Open Records

The Texas Public Information Act (Texas Government Code, Chapter 552) gives the public the right to request access to government information. All government information is presumed to be available to the public; however, certain exceptions may apply to the disclosure of the information.

What is an "open records request"?

An open records request is a written request for public information contained in the files or records of a Texas governmental agency, including the Department of Banking (Department). Public information is any information collected, assembled, maintained under a law or in connection with the transaction of official business by a governmental body, or for a governmental body if the governmental body owns the information or has a right of access to it. To be released, it cannot be confidential under law or exempt from disclosure by the Public Information Act.
An open records or public information request must be for inspection or copies of an existing document or record. The Department is not required to generate a new document in order to respond to a request. For more information related to public information requests, please visit the Attorney General's website.

How do I request public information?

To request public information from the Department, the request must be in writing and must be mailed, hand-delivered, faxed, or emailed as follows:


Hand-delivered and mailed requests:
Public Information Coordinator
Texas Department of Banking
2601 N. Lamar Blvd.
Austin, Texas 78705

Telephone inquiries: 877-276-5554 or 512-475-1300

Open Records fax requests: 512-475-1313
Email requests: open.records@dob.texas.gov

What should I include in my request?

  • Name
  • Address
  • Telephone number

This information is particularly important if you submit an email request.

  • Describe the documents that you desire and be specific. If you do not know exactly what documents may be involved, describe the information you are seeking as specifically as possible, and we will determine if responsive documents exist.
  • We are prohibited by law from asking you the purpose of your request, but you may provide it if you believe it would help us gather the information you request.

◆ Extracted information:
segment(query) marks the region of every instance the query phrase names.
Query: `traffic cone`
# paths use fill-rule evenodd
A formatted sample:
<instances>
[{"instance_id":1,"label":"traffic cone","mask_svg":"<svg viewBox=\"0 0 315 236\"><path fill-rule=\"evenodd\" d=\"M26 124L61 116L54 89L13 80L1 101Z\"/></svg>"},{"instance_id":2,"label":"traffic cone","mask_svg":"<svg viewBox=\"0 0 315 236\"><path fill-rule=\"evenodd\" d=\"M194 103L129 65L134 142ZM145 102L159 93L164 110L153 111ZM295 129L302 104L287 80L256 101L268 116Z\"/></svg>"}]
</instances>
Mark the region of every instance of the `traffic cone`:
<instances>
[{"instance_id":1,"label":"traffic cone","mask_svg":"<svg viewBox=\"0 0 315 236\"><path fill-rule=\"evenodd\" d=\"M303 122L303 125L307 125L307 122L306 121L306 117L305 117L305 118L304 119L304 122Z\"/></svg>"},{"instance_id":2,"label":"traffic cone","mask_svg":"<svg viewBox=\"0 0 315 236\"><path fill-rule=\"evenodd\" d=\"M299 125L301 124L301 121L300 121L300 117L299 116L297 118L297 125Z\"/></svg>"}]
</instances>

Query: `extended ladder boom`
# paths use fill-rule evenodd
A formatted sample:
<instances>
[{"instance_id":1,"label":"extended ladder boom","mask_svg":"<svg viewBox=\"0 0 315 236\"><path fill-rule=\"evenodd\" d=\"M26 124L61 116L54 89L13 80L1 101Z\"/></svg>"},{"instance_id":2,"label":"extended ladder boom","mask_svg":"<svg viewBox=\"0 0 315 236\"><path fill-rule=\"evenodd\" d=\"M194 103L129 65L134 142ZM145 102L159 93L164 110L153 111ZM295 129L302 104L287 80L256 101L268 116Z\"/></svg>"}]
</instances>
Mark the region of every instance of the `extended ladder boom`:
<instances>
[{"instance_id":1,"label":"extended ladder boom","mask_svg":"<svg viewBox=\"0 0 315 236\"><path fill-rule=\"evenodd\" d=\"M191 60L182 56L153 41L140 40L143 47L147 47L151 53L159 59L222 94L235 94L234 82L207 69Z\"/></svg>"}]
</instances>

◆ Aim: Repeat, word for word, the passage from the open records text above that begins with the words containing "How do I request" and ends with "N. Lamar Blvd.".

◆ Final result:
How do I request public information?

To request public information from the Department, the request must be in writing and must be mailed, hand-delivered, faxed, or emailed as follows:


Hand-delivered and mailed requests:
Public Information Coordinator
Texas Department of Banking
2601 N. Lamar Blvd.